#### EXCERPT PROVIDED
Court proceedings have opened this week in a claim by former clients of national firm Slater and Gordon over costs deductions. A five-day points-of-dispute hearing in relation to test claims before costs judge Rowley in the Royal Courts of Justice yesterday heard an application over some witnesses in 10 of the test cases who were not able to attend court.
The judge ruled that it would be ‘completely unsatisfactory…to try and deal with the evidence when it cannot be challenged on the witness’ points’. He added: ‘Dealing with [it] justly and proportionately, the defendant is not on equal footing if those statements are allowed in unchallenged.’
The judge refused to allow the claimants to rely on the evidence of witnesses who ‘are not in court’. Four of the claimants’ 10 witnesses are able to appear in court in person.
The case centres around fees deducted from personal injury damages obtained by Slater and Gordon. Each claimant retained the firm to pursue a personal injury claim on a conditional fee agreement. The agreements required the claimant to pay the firm’s basic charges, disbursements and success fee which was capped at 25% of damages plus payment of the after the event (ATE) insurance premium.

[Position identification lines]

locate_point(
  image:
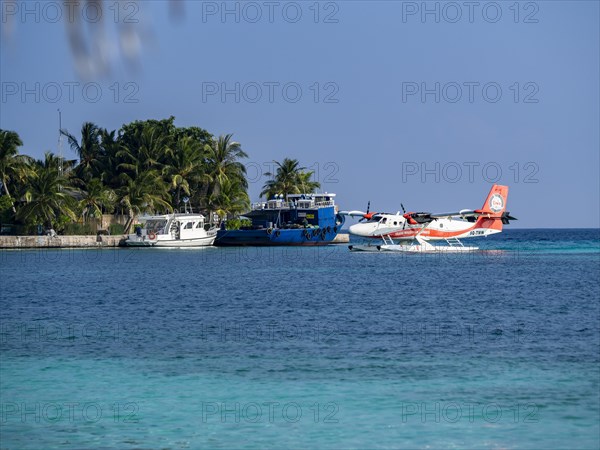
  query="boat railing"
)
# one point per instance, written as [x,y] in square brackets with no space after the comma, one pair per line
[290,205]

#### WHAT YOU HAVE TO DO
Write out the report on the Slater and Gordon costs hearing word for word, in full.

#### CORRECT OUTPUT
Court proceedings have opened this week in a claim by former clients of national firm Slater and Gordon over costs deductions. A five-day points-of-dispute hearing in relation to test claims before costs judge Rowley in the Royal Courts of Justice yesterday heard an application over some witnesses in 10 of the test cases who were not able to attend court.
The judge ruled that it would be ‘completely unsatisfactory…to try and deal with the evidence when it cannot be challenged on the witness’ points’. He added: ‘Dealing with [it] justly and proportionately, the defendant is not on equal footing if those statements are allowed in unchallenged.’
The judge refused to allow the claimants to rely on the evidence of witnesses who ‘are not in court’. Four of the claimants’ 10 witnesses are able to appear in court in person.
The case centres around fees deducted from personal injury damages obtained by Slater and Gordon. Each claimant retained the firm to pursue a personal injury claim on a conditional fee agreement. The agreements required the claimant to pay the firm’s basic charges, disbursements and success fee which was capped at 25% of damages plus payment of the after the event (ATE) insurance premium.